▸ Detection examples:

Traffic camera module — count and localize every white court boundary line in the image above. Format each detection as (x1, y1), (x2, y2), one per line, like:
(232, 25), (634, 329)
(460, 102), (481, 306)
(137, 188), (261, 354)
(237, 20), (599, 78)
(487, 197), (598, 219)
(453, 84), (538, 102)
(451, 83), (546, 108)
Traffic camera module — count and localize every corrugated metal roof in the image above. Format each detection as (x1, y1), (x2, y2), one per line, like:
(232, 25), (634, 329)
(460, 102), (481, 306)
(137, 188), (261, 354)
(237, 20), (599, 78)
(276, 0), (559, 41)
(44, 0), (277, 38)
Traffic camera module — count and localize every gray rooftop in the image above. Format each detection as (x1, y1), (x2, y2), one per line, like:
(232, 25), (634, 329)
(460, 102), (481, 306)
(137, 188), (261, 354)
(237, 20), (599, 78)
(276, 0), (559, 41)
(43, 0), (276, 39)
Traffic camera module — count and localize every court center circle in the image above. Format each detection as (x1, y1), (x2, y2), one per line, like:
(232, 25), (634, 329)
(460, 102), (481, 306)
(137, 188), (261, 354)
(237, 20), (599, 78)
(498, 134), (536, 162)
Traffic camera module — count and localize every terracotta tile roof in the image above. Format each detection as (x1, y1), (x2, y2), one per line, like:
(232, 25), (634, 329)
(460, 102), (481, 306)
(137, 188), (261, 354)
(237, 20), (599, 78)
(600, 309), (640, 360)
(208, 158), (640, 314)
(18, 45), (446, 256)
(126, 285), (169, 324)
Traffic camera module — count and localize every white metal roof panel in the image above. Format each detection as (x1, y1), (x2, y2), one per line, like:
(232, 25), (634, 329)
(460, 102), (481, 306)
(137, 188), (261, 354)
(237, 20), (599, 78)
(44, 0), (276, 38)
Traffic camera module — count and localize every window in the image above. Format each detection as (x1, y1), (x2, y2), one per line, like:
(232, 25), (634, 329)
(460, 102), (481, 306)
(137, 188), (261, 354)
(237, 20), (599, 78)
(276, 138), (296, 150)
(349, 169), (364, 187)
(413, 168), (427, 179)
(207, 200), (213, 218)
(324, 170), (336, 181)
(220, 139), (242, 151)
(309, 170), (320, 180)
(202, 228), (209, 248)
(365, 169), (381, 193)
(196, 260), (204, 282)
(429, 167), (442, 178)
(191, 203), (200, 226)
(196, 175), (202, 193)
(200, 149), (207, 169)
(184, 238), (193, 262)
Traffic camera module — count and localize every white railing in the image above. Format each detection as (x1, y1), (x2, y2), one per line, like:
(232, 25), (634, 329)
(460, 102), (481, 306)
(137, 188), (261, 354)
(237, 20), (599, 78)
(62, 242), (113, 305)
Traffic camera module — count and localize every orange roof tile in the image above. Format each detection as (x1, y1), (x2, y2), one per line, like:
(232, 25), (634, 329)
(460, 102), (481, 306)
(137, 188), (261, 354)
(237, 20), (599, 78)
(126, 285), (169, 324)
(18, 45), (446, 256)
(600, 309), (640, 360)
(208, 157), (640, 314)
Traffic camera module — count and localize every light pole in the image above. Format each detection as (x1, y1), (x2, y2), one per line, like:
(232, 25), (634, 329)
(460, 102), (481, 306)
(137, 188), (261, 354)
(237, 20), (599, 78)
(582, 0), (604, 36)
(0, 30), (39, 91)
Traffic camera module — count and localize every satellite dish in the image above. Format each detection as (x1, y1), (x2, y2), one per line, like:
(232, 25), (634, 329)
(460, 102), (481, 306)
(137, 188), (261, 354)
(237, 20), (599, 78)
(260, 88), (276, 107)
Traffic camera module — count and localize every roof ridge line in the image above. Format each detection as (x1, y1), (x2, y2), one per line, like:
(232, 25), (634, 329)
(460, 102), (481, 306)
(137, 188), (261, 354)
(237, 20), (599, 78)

▸ Short problem:
Return every line of the material above without any changes.

▸ Full output:
Traffic camera module — count and localize every white court boundary line in the image above. Format each detection as (x1, y1), (x2, y2), one per line, like:
(232, 25), (634, 329)
(460, 102), (481, 306)
(137, 188), (261, 354)
(237, 20), (599, 78)
(487, 197), (598, 219)
(453, 84), (538, 102)
(451, 83), (546, 108)
Traffic camera module — count and localize every corrugated metal roof in the image above. Format each detection as (x1, y1), (x2, y2), one per line, like:
(232, 25), (634, 329)
(460, 102), (481, 306)
(137, 188), (261, 354)
(237, 20), (599, 78)
(276, 0), (559, 41)
(44, 0), (277, 38)
Traffic camera module — count and localize every gray rooftop in the image above. Format each detection as (x1, y1), (x2, y2), one per line, like:
(232, 25), (634, 329)
(460, 102), (481, 306)
(137, 188), (261, 354)
(237, 20), (599, 78)
(276, 0), (559, 41)
(43, 0), (276, 39)
Traffic camera module — count and localize every court center circle in the image above. Format each detection as (x1, y1), (x2, y2), one per line, like:
(232, 25), (634, 329)
(460, 102), (481, 306)
(137, 188), (261, 354)
(237, 20), (599, 78)
(498, 134), (536, 162)
Traffic camera module — count and localize every terracotta tile roof in the image above. Format each detection as (x1, y1), (x2, y2), one per line, like:
(232, 25), (634, 329)
(460, 102), (481, 306)
(137, 188), (261, 354)
(237, 20), (599, 78)
(600, 309), (640, 360)
(208, 158), (640, 314)
(18, 45), (446, 256)
(126, 285), (169, 324)
Traffic camera module — count and localize every white metal roof panel in the image above. Format each detection as (x1, y1), (x2, y2), one per line, like:
(232, 25), (634, 329)
(460, 102), (481, 306)
(137, 188), (261, 354)
(237, 20), (599, 78)
(44, 0), (276, 38)
Traffic camera module — count and localize every window in the image above. Format each detection as (x1, y1), (x2, y2), one per line, like:
(232, 25), (634, 329)
(460, 102), (481, 306)
(137, 188), (261, 354)
(237, 20), (599, 78)
(276, 138), (296, 150)
(349, 169), (364, 187)
(413, 168), (427, 179)
(207, 200), (213, 218)
(324, 170), (336, 181)
(220, 139), (242, 151)
(309, 170), (320, 180)
(202, 228), (209, 248)
(365, 169), (381, 193)
(196, 260), (204, 282)
(429, 167), (442, 178)
(191, 203), (200, 226)
(196, 175), (202, 193)
(200, 149), (207, 169)
(184, 238), (193, 262)
Traffic camera module — count and localize every white railing in the image above. Format each detection as (x1, y1), (x2, y2), one per line, like:
(232, 25), (634, 329)
(460, 102), (481, 306)
(137, 188), (261, 354)
(237, 20), (599, 78)
(62, 242), (113, 305)
Traffic camera module — count and localize every orange roof tile in the image above. Format each detection as (x1, y1), (x2, y2), one per line, like:
(232, 25), (634, 329)
(460, 102), (481, 306)
(137, 188), (261, 354)
(237, 20), (599, 78)
(126, 285), (169, 324)
(18, 45), (446, 256)
(600, 309), (640, 360)
(208, 157), (640, 314)
Traffic camera module — count and localize every light pole in the image above. Format each detection as (x1, y1), (x2, y2), one per line, like:
(232, 25), (634, 329)
(460, 102), (481, 306)
(137, 188), (261, 354)
(237, 20), (599, 78)
(582, 0), (604, 36)
(0, 30), (39, 91)
Traffic camera module — count and localize every satellite dish in the image above. Format each detection as (x1, y1), (x2, y2), one per line, like:
(232, 25), (634, 329)
(460, 102), (481, 306)
(137, 188), (261, 354)
(237, 20), (599, 78)
(260, 88), (276, 107)
Traffic camera module — count and localize every roof ridge line in the image above. Format each detection as (x1, y1), (x2, y2), one per line, like:
(232, 25), (634, 329)
(460, 102), (481, 306)
(137, 188), (261, 354)
(237, 20), (599, 78)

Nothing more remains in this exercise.